Source information:
=== Begin Enclosure ===
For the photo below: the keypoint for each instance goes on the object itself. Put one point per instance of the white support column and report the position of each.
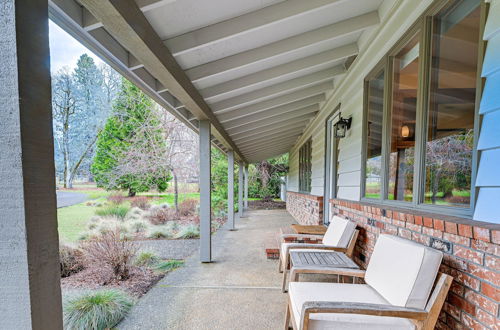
(240, 189)
(246, 188)
(230, 189)
(30, 292)
(205, 206)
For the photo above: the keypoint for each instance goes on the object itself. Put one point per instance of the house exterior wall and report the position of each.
(488, 176)
(471, 248)
(471, 256)
(306, 209)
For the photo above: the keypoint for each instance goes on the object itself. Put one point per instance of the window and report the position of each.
(305, 167)
(403, 116)
(420, 110)
(450, 119)
(374, 98)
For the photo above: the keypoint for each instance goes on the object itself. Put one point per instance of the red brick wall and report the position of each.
(471, 255)
(306, 209)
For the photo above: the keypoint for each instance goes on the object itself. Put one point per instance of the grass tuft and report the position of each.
(101, 309)
(119, 211)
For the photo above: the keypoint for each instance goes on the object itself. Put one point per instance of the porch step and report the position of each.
(273, 241)
(272, 246)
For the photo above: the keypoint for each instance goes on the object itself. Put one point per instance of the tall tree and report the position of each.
(81, 103)
(131, 148)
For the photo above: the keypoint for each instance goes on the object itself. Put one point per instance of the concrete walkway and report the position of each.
(241, 289)
(68, 198)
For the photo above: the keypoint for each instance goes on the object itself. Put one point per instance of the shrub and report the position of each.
(146, 258)
(110, 251)
(188, 207)
(118, 211)
(101, 309)
(70, 260)
(116, 199)
(160, 232)
(141, 202)
(189, 231)
(139, 226)
(167, 265)
(160, 215)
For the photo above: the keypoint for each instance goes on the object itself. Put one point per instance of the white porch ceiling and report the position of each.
(259, 70)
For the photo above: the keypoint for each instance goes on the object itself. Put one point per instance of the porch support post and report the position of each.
(205, 207)
(240, 189)
(230, 189)
(246, 188)
(30, 292)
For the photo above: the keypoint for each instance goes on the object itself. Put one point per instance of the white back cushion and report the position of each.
(403, 271)
(339, 232)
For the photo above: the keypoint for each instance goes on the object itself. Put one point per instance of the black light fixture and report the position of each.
(340, 128)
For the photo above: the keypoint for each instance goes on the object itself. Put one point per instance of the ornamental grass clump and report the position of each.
(98, 310)
(112, 252)
(146, 259)
(119, 211)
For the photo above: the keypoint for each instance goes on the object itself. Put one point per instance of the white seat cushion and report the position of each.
(301, 292)
(403, 271)
(339, 232)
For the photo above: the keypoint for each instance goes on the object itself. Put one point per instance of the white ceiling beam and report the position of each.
(301, 113)
(265, 147)
(274, 139)
(292, 44)
(241, 24)
(298, 123)
(309, 103)
(285, 146)
(330, 56)
(274, 90)
(90, 22)
(283, 112)
(295, 128)
(306, 94)
(127, 24)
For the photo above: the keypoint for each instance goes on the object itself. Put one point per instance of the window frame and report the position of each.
(424, 24)
(305, 167)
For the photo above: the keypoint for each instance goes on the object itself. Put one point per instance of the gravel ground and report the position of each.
(171, 249)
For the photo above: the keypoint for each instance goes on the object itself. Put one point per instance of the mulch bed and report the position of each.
(139, 282)
(266, 205)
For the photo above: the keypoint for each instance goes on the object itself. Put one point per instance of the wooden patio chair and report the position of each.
(340, 236)
(403, 290)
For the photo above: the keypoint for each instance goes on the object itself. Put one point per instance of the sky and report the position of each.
(64, 49)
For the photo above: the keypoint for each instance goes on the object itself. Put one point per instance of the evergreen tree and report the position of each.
(131, 146)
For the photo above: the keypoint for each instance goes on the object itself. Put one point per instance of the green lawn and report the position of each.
(73, 220)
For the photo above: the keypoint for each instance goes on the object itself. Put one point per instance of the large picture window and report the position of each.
(305, 168)
(424, 104)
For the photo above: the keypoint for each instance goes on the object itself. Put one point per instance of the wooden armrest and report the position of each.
(359, 273)
(360, 308)
(299, 236)
(314, 246)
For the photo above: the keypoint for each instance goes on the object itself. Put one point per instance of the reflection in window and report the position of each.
(375, 111)
(450, 135)
(403, 117)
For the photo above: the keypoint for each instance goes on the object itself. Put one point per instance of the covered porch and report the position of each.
(240, 290)
(255, 79)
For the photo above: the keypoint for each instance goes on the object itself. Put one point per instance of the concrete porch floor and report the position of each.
(241, 289)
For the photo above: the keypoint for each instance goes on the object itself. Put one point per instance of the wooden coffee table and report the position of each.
(301, 261)
(309, 229)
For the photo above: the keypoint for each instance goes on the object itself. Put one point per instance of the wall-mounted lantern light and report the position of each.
(340, 128)
(407, 131)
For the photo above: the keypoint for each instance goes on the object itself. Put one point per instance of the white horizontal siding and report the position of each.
(396, 17)
(488, 175)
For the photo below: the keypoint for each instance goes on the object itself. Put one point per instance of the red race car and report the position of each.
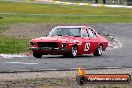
(69, 41)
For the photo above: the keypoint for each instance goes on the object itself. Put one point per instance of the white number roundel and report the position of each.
(87, 45)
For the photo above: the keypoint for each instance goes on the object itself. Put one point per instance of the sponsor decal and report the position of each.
(83, 78)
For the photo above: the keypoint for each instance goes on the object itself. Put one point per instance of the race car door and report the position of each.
(94, 41)
(86, 43)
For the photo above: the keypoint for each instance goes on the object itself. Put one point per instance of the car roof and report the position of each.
(71, 27)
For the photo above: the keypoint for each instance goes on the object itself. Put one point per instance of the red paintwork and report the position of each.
(71, 40)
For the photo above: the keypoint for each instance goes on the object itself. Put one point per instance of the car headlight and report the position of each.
(64, 45)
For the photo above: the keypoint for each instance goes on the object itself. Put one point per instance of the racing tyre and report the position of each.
(73, 52)
(37, 55)
(98, 51)
(81, 80)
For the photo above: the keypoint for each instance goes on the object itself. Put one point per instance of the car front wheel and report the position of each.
(98, 51)
(73, 52)
(37, 55)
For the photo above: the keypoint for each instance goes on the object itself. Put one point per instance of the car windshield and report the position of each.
(65, 32)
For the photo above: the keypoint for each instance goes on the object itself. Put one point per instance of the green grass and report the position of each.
(13, 45)
(43, 13)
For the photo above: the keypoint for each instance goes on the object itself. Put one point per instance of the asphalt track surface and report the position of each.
(116, 58)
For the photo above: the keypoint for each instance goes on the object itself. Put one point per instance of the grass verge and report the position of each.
(20, 12)
(13, 45)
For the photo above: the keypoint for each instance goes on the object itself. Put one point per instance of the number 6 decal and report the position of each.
(87, 45)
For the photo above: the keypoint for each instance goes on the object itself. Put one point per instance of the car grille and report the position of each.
(48, 44)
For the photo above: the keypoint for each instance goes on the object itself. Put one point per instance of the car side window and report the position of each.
(91, 33)
(84, 33)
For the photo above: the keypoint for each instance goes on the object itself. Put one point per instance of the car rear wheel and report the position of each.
(37, 55)
(73, 52)
(99, 51)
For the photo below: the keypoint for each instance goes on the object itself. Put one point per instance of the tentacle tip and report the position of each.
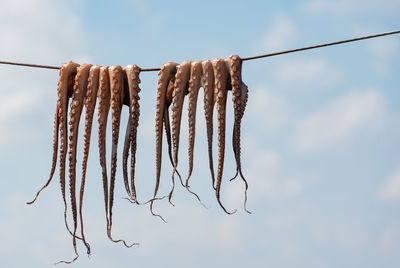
(169, 200)
(131, 245)
(67, 262)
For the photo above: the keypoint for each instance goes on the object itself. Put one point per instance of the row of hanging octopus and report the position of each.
(115, 86)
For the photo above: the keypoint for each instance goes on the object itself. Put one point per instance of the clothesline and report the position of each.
(244, 59)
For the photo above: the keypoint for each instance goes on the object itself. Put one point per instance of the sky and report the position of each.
(320, 135)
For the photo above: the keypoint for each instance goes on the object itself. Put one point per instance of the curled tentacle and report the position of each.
(167, 124)
(194, 86)
(54, 161)
(90, 103)
(132, 72)
(221, 81)
(65, 83)
(167, 71)
(234, 64)
(125, 155)
(77, 102)
(117, 94)
(209, 101)
(104, 96)
(180, 88)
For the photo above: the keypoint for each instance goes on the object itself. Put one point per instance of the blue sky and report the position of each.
(320, 136)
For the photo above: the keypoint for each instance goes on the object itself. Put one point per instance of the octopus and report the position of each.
(90, 103)
(116, 88)
(132, 73)
(180, 90)
(221, 86)
(112, 87)
(239, 99)
(209, 102)
(193, 91)
(65, 88)
(165, 75)
(77, 103)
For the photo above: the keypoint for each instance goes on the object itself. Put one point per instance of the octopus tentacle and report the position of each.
(221, 79)
(67, 73)
(90, 103)
(54, 161)
(193, 91)
(104, 96)
(164, 76)
(125, 154)
(194, 86)
(167, 124)
(78, 98)
(209, 101)
(180, 88)
(132, 72)
(116, 83)
(234, 64)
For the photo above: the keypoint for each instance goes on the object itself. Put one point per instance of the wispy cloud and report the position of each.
(390, 190)
(350, 6)
(307, 73)
(280, 34)
(339, 120)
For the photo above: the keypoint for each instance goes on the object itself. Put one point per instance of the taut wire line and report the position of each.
(244, 59)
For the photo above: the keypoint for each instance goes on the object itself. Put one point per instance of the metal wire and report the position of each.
(244, 59)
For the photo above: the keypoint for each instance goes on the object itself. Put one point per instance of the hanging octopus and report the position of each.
(165, 75)
(239, 99)
(116, 86)
(221, 88)
(90, 103)
(78, 98)
(209, 101)
(180, 90)
(132, 73)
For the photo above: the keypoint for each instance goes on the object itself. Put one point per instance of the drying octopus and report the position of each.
(112, 87)
(216, 77)
(84, 84)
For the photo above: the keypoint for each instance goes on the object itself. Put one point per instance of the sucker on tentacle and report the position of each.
(209, 101)
(180, 89)
(54, 161)
(104, 96)
(167, 124)
(167, 71)
(116, 83)
(132, 73)
(90, 103)
(193, 91)
(234, 64)
(77, 102)
(194, 86)
(221, 83)
(65, 84)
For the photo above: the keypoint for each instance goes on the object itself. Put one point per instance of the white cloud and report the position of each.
(390, 190)
(44, 31)
(265, 176)
(388, 240)
(309, 73)
(383, 50)
(273, 108)
(339, 120)
(350, 6)
(281, 33)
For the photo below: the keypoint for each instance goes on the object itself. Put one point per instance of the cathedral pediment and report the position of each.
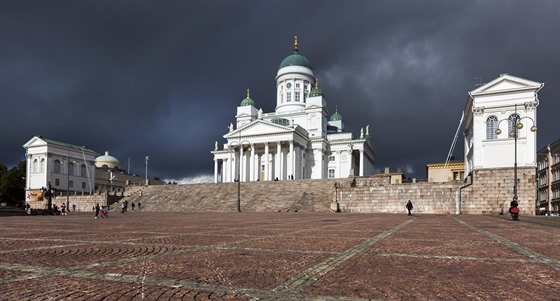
(259, 127)
(506, 83)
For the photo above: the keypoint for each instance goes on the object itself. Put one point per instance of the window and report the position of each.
(512, 121)
(70, 168)
(491, 127)
(57, 166)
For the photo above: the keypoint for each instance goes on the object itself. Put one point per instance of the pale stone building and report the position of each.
(66, 167)
(549, 177)
(296, 141)
(446, 172)
(500, 145)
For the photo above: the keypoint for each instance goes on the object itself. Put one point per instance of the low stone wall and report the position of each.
(489, 193)
(378, 195)
(492, 191)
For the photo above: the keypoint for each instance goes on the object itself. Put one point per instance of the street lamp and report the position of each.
(239, 170)
(515, 124)
(147, 158)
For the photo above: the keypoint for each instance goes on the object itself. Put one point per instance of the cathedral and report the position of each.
(296, 141)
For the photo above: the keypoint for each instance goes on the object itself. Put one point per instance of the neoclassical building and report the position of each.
(296, 141)
(500, 145)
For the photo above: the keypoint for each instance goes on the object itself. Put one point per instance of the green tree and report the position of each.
(12, 183)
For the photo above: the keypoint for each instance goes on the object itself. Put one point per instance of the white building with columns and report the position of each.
(297, 140)
(493, 106)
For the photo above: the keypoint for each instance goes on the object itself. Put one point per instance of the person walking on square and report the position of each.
(409, 207)
(97, 208)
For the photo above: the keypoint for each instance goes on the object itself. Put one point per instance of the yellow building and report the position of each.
(442, 172)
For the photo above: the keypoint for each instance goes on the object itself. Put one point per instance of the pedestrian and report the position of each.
(409, 207)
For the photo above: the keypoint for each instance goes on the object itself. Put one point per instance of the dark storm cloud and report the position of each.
(164, 78)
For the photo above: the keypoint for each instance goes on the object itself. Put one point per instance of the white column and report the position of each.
(266, 163)
(338, 172)
(277, 173)
(361, 163)
(229, 172)
(215, 170)
(252, 163)
(291, 160)
(242, 165)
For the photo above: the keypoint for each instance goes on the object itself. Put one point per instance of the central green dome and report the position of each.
(295, 59)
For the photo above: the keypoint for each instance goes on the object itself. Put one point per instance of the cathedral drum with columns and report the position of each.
(297, 140)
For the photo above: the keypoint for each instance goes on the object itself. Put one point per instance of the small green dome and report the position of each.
(336, 116)
(247, 101)
(315, 91)
(295, 59)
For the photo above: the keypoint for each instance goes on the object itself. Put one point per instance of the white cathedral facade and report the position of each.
(296, 141)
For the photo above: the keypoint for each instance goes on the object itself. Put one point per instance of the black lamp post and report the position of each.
(516, 125)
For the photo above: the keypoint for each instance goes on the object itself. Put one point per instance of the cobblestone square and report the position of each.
(278, 256)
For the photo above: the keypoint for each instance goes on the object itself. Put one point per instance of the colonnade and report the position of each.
(266, 161)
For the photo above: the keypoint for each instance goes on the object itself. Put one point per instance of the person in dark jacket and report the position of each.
(409, 207)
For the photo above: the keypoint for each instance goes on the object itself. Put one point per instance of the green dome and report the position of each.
(315, 91)
(336, 116)
(295, 59)
(247, 101)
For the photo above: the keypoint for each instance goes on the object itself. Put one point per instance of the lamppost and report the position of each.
(515, 125)
(147, 158)
(240, 144)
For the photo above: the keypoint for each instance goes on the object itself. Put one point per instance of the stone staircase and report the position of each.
(281, 196)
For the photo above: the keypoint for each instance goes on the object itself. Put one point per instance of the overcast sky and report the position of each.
(164, 78)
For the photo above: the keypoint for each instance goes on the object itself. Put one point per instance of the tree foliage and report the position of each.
(12, 183)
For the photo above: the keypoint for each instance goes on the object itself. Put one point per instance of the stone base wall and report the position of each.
(378, 195)
(489, 193)
(83, 202)
(492, 191)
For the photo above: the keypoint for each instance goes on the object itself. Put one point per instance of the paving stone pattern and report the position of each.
(278, 256)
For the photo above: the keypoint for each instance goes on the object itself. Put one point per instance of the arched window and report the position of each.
(512, 122)
(71, 168)
(57, 166)
(491, 127)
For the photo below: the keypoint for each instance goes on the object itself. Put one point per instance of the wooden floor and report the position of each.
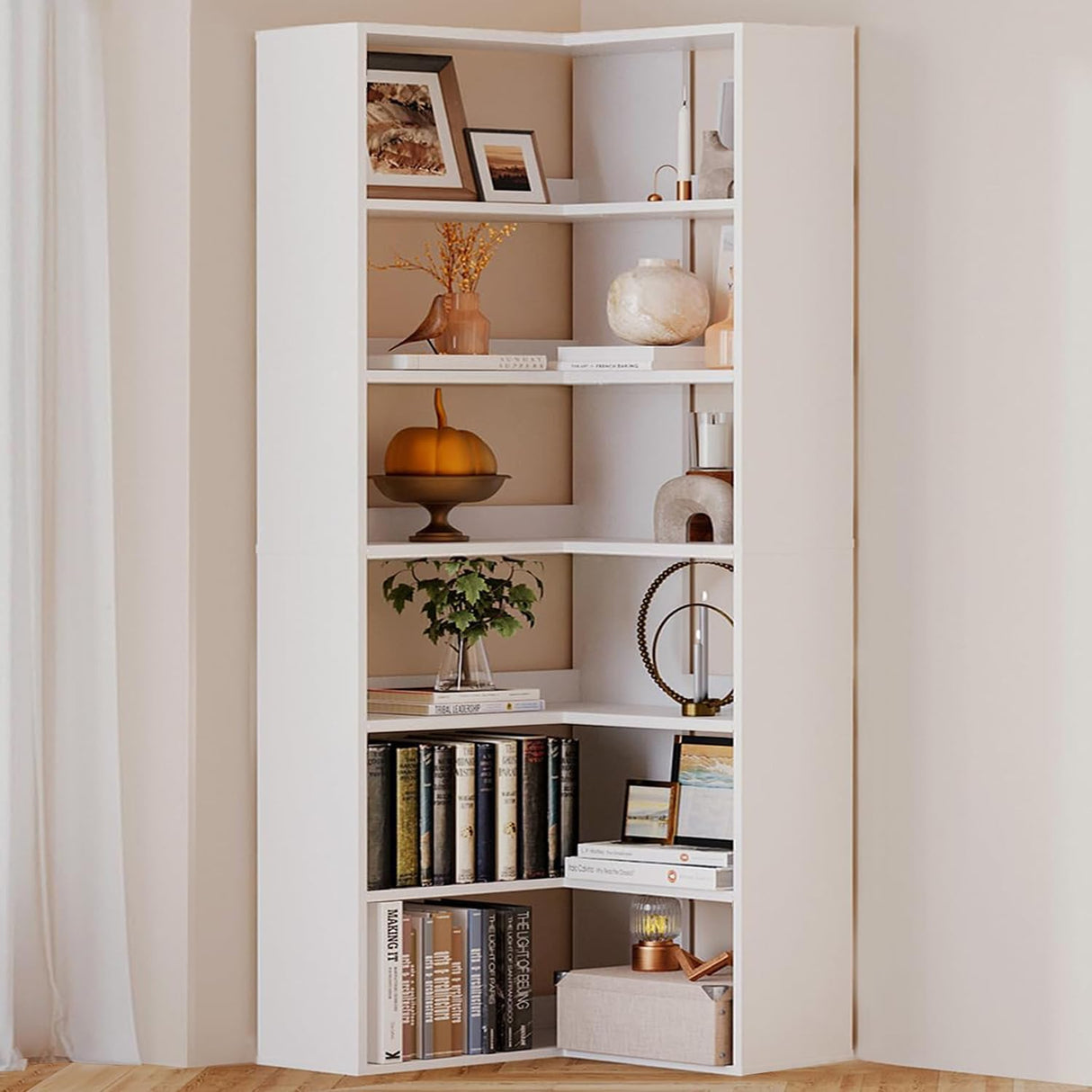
=== End Enclosure ===
Exercise directions: Reproduce exactly, and only, the lines from the one containing "staircase and report the position of each." through the last line of the records above, both included, leaving out any pictures.

Exercise response:
For the photo above: the keypoint for each instance goes on the object itself. Put one point per instance of the stone staircase and report the position of each.
(281, 196)
For the photo above: the keypoint for each instance goes on the object itself. Put one point per instance of the overcast sky and report the position of each.
(164, 78)
For the photo above: the keypoint for each instance goes on the object itself. Put one point per instance of the tree foliage and report the position of each.
(12, 183)
For the photo above: the keypoint for each instance goes on the object itself. Put one point per instance of the stone base wall and report the position of each.
(378, 195)
(489, 193)
(83, 202)
(492, 191)
For the photo above: the keypoint for each instance goes on the object itself. Put one point per instance of the paving stone pattern and report the position of each.
(278, 256)
For the photo above: the keypoint for each instance goes on the object itself. Put one point per instance of the arched window and report the position of each.
(512, 122)
(71, 168)
(57, 166)
(491, 127)
For the photo below: the keypoint for each instance goes on the object itself. Put one point per instance of the wooden floor and report the position of each.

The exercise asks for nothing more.